**DIRECTIONS FOR THIS TASK:** Beginning with the first entry, restate the data word for word and leave out the images.

**DATA FOR THE TASK:**
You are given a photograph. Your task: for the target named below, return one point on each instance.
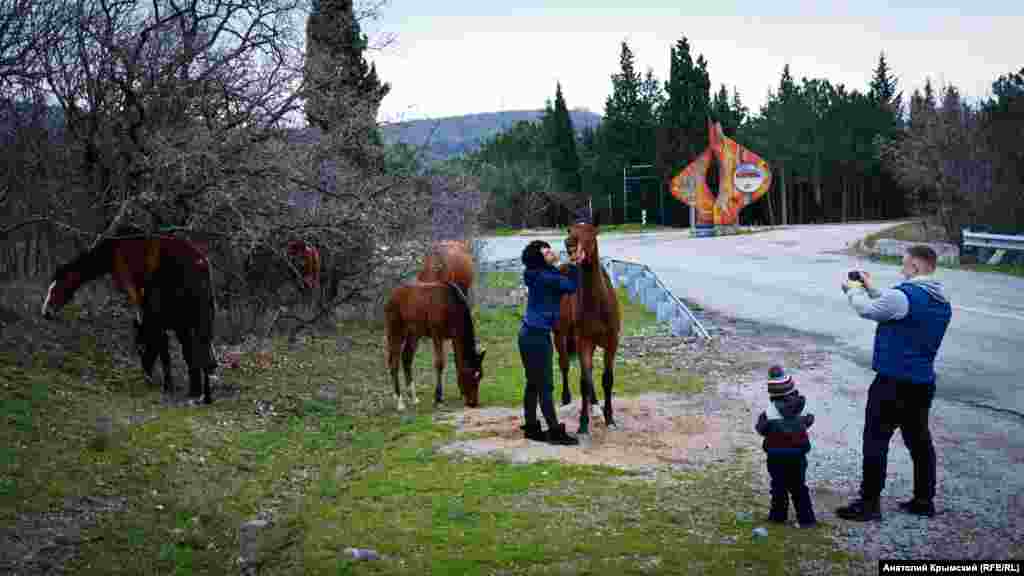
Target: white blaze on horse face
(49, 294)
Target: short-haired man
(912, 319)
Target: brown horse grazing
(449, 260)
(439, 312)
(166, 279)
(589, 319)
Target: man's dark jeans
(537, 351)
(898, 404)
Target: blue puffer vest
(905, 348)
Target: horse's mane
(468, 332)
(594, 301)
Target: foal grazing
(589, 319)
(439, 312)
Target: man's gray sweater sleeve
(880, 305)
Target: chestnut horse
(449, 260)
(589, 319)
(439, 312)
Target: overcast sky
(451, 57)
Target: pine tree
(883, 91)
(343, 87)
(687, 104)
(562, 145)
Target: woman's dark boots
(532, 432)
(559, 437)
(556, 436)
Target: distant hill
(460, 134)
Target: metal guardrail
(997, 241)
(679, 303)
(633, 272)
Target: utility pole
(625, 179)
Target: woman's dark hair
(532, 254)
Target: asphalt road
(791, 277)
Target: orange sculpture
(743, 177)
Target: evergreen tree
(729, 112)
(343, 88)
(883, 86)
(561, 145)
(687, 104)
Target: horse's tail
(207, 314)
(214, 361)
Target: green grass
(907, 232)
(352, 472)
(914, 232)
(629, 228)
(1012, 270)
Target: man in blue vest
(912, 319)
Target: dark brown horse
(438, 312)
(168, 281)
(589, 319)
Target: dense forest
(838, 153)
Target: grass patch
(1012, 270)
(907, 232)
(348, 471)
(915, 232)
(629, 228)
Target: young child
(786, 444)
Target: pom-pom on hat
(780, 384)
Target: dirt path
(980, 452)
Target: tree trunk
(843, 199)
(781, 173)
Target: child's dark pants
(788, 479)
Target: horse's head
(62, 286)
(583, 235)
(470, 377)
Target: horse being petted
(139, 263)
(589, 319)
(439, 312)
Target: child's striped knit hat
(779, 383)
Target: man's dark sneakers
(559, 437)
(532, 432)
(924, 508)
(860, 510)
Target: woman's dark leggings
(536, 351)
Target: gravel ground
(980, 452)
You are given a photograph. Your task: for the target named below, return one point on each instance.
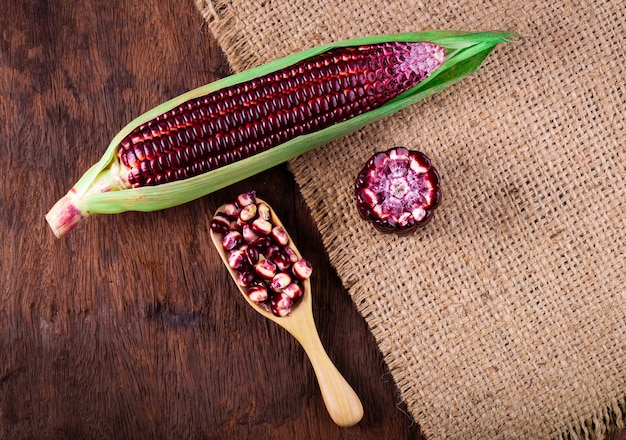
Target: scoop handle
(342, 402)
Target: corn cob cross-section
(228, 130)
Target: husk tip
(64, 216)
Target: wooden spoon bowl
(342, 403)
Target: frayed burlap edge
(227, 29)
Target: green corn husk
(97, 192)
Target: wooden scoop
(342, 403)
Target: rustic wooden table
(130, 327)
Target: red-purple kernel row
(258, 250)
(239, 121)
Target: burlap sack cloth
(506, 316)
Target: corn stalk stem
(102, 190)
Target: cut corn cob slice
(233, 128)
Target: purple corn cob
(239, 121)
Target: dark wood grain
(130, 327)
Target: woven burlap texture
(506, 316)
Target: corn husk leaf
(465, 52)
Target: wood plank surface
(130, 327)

**EXERCISE SOLUTION:**
You are given a photograph. Your task: for the target named below, return one point on each instance.
Target: white blaze on horse face
(49, 294)
Target: short-haired man
(912, 319)
Target: brown horse grazing
(449, 260)
(439, 312)
(166, 279)
(589, 319)
Target: man's dark jeans
(537, 351)
(898, 404)
Target: blue puffer vest
(905, 348)
Target: horse's mane
(468, 332)
(594, 301)
Target: foal grazing
(589, 319)
(439, 312)
Target: man's gray sweater sleeve
(880, 305)
Target: chestnut horse
(449, 260)
(589, 319)
(439, 312)
Target: overcast sky
(451, 57)
Target: pine tree
(883, 91)
(343, 87)
(687, 104)
(562, 145)
Target: woman's dark boots
(532, 432)
(559, 437)
(556, 436)
Target: distant hill
(460, 134)
Target: metal guardrail
(997, 241)
(679, 303)
(633, 272)
Target: utility pole
(625, 179)
Target: woman's dark hair
(532, 254)
Target: asphalt road
(791, 277)
Target: orange sculpture
(743, 177)
Target: evergreen tree
(729, 112)
(343, 88)
(883, 86)
(561, 145)
(687, 104)
Target: horse's tail
(207, 314)
(214, 361)
Target: green grass
(907, 232)
(352, 472)
(914, 232)
(629, 228)
(1012, 270)
Target: man in blue vest
(912, 319)
Target: dark brown horse
(438, 312)
(168, 281)
(589, 319)
Target: dense forest
(838, 153)
Target: grass patch
(1012, 270)
(907, 232)
(348, 471)
(915, 232)
(629, 228)
Target: young child
(786, 444)
Target: pom-pom on hat
(780, 384)
Target: dirt path
(980, 452)
Target: tree trunk
(843, 199)
(781, 173)
Target: child's dark pants
(788, 479)
Target: horse's head
(62, 286)
(583, 235)
(470, 377)
Target: horse being petted
(139, 263)
(589, 319)
(439, 312)
Target: child's striped knit hat
(779, 383)
Target: man's dark sneakers
(559, 437)
(532, 432)
(924, 508)
(860, 510)
Target: woman's dark leggings
(536, 351)
Target: gravel ground
(980, 452)
You are given a photograph. Your task: for the target named below, return one point on each instance.
Target: scoop handle
(342, 402)
Target: corn cob cross-section
(228, 130)
Target: husk tip
(64, 216)
Target: wooden spoon bowl
(342, 403)
Target: frayed burlap edge
(227, 29)
Target: green corn husk
(97, 192)
Target: wooden scoop
(342, 403)
Target: rustic wooden table
(130, 327)
Target: red-purple kernel row
(258, 250)
(239, 121)
Target: burlap sack cloth
(506, 316)
Target: corn stalk stem
(102, 190)
Target: cut corn cob slice
(233, 128)
Target: purple corn cob
(239, 121)
Target: dark wood grain
(130, 327)
Target: woven burlap texture
(506, 316)
Target: corn husk leaf
(465, 52)
Target: wood plank surface
(130, 327)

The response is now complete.